EXERCISE: Pull every line that includes the word "sofa" out of the data below and copy it.

MATERIAL FOR THIS TASK:
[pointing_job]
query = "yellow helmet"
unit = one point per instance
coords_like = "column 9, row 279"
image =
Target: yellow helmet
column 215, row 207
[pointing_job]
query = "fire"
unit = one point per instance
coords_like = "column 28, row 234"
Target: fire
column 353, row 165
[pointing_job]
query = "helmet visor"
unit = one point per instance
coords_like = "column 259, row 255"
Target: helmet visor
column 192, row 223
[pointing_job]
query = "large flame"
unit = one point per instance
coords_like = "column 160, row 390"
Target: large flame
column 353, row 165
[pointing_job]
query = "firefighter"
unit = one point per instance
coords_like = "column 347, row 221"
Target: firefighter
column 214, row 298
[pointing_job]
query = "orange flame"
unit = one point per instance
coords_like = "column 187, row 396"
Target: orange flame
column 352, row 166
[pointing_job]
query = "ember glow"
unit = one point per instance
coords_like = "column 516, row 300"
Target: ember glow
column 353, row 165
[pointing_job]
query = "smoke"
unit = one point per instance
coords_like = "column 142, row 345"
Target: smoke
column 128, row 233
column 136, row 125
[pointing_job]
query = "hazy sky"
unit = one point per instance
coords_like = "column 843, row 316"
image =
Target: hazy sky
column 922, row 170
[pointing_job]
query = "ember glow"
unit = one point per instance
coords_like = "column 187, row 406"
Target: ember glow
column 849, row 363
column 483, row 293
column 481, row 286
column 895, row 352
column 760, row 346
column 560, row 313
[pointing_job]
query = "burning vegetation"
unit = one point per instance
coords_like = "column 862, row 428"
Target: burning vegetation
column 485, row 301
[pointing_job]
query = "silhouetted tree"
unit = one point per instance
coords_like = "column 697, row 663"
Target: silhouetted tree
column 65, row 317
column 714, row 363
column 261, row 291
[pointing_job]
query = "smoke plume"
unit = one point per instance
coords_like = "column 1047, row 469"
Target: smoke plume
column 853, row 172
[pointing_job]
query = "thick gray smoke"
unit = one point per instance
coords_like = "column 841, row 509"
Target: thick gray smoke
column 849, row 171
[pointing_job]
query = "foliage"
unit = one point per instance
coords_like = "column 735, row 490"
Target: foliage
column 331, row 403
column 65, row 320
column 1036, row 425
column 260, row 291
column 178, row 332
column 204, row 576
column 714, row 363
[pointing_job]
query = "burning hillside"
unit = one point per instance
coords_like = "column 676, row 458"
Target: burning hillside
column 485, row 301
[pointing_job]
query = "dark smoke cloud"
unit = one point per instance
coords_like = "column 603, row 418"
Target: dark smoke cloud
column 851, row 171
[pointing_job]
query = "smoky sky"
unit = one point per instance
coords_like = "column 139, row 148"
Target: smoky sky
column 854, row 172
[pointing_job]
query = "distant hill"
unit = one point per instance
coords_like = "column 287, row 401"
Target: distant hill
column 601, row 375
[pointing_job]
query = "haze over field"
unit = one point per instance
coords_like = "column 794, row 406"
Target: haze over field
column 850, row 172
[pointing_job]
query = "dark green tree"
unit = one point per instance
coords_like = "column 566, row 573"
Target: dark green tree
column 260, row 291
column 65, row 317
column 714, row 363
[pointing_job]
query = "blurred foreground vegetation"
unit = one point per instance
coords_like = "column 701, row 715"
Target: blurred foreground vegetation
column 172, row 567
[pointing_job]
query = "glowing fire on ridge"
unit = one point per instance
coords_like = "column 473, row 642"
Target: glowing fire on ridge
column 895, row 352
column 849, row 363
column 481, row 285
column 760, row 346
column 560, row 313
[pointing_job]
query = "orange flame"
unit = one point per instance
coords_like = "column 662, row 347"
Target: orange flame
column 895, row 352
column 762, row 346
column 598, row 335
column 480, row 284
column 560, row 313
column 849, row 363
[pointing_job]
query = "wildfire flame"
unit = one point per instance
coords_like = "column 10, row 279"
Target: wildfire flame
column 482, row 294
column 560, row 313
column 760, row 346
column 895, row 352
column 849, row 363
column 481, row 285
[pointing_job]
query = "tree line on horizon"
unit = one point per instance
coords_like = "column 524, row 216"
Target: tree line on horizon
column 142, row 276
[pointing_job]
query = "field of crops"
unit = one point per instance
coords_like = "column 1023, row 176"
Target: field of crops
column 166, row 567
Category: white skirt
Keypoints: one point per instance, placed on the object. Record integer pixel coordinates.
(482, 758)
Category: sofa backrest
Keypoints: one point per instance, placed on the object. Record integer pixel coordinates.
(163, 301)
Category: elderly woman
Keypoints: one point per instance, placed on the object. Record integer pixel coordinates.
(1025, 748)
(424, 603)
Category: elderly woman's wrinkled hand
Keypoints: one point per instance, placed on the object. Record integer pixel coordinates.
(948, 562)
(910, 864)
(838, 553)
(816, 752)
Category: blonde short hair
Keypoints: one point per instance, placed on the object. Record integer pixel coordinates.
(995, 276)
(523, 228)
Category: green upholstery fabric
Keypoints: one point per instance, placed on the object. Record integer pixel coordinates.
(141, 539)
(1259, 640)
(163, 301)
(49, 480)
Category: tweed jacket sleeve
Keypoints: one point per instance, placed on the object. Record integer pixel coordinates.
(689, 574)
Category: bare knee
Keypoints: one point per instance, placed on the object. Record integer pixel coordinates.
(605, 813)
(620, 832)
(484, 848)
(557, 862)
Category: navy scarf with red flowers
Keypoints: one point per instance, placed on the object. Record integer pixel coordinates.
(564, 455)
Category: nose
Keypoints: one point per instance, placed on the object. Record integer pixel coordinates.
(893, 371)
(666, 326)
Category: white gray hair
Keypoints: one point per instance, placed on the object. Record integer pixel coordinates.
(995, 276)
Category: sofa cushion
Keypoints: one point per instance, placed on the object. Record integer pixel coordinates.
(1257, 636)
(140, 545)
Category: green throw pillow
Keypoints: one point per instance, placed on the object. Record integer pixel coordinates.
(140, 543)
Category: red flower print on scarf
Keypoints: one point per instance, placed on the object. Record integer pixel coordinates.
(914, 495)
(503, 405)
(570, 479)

YOUR RESPONSE:
Category: sofa backrest
Category: sofa cushion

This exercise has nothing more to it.